**Your goal:**
Copy the lines below that contain "pink".

**Extracted data:**
= = = =

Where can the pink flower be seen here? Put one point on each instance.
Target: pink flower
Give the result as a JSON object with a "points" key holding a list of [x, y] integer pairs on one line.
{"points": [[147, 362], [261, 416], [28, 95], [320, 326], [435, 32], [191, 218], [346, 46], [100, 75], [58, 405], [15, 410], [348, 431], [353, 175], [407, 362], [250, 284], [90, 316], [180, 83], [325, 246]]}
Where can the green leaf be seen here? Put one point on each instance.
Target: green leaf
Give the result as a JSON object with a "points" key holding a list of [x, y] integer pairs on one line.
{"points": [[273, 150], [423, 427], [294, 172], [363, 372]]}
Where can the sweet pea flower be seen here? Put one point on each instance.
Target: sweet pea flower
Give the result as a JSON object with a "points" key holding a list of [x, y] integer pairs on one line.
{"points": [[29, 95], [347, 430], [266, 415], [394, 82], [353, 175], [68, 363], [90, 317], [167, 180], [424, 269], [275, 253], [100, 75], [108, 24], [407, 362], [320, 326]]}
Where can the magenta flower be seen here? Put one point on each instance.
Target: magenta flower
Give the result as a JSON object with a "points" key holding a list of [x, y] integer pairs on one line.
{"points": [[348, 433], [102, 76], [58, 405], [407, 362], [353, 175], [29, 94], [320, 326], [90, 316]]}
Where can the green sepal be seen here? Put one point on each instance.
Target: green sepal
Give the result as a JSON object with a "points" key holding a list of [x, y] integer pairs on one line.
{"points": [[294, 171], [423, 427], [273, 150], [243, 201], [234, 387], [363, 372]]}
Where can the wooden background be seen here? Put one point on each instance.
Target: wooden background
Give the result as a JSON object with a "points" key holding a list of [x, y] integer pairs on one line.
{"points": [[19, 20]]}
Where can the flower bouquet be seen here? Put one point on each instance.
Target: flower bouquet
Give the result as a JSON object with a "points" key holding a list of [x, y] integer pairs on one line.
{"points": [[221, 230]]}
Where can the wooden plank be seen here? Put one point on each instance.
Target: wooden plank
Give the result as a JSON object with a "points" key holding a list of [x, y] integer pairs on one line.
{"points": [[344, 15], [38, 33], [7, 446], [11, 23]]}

= = = =

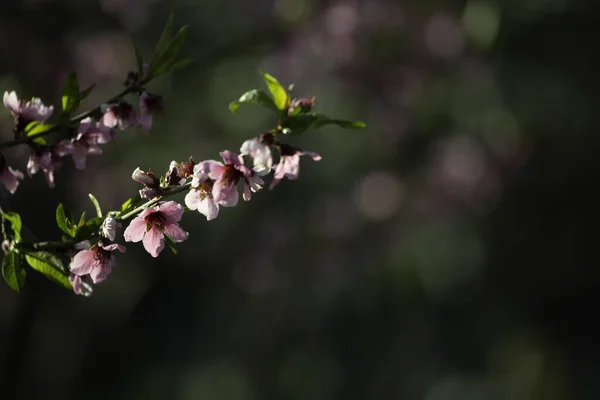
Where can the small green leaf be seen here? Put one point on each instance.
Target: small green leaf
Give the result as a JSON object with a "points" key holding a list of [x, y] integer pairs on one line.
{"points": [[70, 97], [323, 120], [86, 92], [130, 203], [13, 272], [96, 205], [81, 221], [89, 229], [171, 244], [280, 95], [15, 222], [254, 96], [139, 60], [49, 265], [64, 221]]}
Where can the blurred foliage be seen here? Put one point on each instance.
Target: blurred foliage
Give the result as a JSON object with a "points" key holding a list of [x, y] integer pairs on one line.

= = = =

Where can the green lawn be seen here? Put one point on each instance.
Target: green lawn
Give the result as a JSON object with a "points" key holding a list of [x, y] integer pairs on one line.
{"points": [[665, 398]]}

= = = =

**Task result:**
Where can the pink flower be seen here? Put one point on each instance.
Target: pink flower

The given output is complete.